DO THIS —
Count how many lines in the listing below contain the word "water". Reply with the number only.

====== STORED DATA

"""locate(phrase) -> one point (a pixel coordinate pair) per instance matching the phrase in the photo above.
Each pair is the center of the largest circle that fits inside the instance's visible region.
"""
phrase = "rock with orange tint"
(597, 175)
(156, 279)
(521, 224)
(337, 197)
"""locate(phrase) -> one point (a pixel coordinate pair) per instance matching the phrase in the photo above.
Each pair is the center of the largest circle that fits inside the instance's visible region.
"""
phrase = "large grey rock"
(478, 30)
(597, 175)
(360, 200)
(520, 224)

============
====== STORED DATA

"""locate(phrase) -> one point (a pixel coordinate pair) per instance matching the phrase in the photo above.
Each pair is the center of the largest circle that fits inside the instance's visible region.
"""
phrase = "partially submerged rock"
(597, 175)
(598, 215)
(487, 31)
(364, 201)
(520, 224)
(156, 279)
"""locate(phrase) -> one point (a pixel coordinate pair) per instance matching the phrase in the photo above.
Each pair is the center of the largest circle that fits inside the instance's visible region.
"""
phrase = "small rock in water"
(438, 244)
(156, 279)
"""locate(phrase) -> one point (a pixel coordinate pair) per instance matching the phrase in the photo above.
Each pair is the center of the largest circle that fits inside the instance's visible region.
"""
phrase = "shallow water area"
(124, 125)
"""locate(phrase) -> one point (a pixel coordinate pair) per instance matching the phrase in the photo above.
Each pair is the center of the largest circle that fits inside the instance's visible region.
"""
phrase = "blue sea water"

============
====== STORED DATA

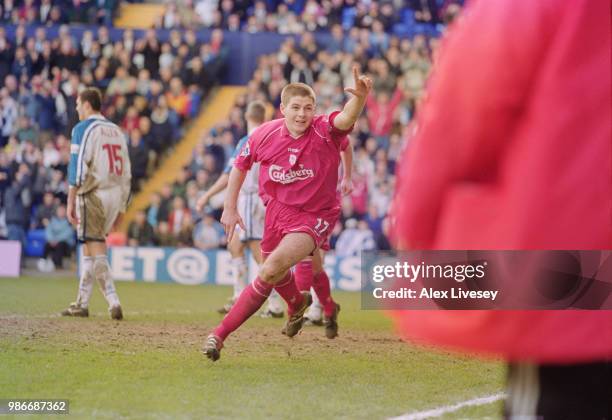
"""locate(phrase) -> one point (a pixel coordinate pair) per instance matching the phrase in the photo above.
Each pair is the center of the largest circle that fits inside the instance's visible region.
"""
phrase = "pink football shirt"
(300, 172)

============

EXERCISE ANSWER —
3